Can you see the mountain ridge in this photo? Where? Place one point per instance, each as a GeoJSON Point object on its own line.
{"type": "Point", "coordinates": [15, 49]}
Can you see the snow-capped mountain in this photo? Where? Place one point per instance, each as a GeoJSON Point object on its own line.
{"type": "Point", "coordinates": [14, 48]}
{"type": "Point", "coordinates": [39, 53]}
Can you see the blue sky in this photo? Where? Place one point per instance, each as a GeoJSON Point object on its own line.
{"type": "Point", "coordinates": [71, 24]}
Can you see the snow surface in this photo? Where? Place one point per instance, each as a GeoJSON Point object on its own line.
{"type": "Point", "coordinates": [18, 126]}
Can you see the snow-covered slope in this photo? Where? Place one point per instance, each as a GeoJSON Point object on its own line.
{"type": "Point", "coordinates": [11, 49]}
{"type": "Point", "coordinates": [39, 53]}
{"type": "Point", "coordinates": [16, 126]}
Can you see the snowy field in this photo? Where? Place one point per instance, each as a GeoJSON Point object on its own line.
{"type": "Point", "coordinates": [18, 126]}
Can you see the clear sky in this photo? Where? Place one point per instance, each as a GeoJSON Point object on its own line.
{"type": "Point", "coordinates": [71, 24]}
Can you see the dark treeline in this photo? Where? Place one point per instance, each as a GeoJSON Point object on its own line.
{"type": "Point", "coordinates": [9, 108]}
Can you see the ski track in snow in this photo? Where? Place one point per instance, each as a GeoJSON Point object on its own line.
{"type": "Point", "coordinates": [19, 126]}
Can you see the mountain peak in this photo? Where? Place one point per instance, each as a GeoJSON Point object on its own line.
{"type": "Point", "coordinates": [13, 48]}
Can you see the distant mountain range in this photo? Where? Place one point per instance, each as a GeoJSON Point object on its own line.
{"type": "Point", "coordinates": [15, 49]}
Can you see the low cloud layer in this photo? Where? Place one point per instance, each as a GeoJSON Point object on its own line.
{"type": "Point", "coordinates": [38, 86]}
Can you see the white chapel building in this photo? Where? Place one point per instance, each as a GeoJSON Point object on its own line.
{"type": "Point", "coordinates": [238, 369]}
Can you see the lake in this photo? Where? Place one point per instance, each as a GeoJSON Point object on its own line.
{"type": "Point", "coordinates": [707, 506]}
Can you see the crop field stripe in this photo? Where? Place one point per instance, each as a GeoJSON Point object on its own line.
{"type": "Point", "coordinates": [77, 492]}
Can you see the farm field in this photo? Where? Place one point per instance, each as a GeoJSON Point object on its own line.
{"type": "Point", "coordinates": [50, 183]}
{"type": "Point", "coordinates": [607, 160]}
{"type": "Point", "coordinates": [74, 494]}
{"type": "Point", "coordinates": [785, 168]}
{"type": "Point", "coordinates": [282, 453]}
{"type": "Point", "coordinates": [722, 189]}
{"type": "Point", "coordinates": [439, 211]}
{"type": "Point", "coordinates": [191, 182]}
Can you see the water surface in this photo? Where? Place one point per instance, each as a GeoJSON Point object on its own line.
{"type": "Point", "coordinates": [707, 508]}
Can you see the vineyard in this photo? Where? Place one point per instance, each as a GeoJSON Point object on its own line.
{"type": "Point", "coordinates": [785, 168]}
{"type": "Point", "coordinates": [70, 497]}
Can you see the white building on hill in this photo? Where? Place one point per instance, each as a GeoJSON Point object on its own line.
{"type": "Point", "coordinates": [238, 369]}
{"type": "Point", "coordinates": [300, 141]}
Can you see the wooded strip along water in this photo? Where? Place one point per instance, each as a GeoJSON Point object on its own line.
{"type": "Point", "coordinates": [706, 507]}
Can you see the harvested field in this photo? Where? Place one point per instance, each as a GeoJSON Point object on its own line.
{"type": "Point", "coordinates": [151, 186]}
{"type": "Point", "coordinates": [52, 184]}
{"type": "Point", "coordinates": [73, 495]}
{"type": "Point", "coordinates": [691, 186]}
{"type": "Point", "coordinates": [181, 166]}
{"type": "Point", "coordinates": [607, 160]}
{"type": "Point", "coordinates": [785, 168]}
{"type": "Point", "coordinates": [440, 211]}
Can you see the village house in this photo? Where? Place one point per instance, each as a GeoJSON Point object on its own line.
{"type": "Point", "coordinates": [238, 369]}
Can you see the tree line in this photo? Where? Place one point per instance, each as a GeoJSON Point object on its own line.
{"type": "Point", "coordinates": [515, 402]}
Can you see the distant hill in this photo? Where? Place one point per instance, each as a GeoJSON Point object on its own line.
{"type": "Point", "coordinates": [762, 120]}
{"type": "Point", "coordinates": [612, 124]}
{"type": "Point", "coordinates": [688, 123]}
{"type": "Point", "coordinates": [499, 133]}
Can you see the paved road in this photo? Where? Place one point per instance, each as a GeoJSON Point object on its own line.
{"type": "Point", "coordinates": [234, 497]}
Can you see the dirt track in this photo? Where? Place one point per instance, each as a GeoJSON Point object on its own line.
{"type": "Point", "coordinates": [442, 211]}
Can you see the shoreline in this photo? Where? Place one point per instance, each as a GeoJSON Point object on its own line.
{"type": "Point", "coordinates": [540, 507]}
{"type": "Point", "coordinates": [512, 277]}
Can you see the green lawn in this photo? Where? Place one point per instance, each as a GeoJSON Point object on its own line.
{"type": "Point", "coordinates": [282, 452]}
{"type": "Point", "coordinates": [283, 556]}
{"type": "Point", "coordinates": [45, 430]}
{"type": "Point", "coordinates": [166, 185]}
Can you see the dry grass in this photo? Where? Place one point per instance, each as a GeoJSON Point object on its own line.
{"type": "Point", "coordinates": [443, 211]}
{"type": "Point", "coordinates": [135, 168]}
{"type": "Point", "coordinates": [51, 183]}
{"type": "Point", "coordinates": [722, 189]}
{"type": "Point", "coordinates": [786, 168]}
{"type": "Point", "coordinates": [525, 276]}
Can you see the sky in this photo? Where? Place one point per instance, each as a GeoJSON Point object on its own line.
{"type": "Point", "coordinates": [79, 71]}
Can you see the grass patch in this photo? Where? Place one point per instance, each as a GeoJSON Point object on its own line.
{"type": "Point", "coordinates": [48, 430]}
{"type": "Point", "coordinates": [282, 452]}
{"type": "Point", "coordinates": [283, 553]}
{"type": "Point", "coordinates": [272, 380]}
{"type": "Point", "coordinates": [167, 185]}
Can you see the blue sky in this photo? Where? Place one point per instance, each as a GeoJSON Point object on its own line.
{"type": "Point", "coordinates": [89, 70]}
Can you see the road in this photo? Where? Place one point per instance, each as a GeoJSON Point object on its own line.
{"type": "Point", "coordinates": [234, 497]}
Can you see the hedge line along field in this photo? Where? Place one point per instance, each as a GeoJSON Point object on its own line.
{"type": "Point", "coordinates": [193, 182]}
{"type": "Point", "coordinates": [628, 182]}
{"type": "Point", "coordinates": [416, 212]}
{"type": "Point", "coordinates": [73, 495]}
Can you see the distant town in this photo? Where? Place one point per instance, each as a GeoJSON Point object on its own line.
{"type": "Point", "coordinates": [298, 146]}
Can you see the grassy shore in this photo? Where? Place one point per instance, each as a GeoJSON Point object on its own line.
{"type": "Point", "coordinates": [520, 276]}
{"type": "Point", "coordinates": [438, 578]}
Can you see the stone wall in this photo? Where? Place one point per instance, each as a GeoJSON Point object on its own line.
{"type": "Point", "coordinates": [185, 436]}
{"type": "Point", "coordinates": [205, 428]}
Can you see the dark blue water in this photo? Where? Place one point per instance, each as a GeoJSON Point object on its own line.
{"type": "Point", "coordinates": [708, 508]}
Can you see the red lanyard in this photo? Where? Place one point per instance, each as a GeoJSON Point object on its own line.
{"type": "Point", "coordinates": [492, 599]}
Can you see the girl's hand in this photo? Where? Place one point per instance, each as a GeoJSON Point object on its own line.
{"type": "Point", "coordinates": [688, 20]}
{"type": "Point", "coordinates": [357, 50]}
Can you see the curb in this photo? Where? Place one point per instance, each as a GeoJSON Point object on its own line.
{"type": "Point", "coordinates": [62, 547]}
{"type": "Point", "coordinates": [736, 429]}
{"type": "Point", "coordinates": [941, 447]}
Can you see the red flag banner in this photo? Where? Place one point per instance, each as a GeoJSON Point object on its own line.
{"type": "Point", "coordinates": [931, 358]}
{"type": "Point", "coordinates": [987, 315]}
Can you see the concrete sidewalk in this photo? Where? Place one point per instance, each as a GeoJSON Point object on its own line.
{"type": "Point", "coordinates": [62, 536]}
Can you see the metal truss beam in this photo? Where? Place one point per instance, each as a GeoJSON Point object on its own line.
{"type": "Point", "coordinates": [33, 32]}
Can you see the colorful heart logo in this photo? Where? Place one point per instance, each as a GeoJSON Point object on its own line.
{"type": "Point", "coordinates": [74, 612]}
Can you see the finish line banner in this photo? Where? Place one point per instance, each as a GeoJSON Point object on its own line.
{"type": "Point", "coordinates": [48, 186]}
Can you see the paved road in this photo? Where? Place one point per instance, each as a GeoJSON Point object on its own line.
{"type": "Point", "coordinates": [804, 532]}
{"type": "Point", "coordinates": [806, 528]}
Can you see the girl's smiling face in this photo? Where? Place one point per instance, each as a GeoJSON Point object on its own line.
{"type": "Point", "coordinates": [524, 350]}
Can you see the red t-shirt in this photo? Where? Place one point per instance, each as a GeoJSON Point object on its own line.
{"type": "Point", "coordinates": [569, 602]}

■ ■ ■

PROBLEM DESCRIPTION:
Please write out the lines from the one containing "Can you see the red t-shirt" through the last line, inclusive, swapping "red t-shirt" for "blue t-shirt" and leaving everything else unchanged.

TASK RESPONSE:
Can you see the blue t-shirt in this photo? Where? Place one point per instance, each as a GeoJSON Point object on its own line.
{"type": "Point", "coordinates": [569, 602]}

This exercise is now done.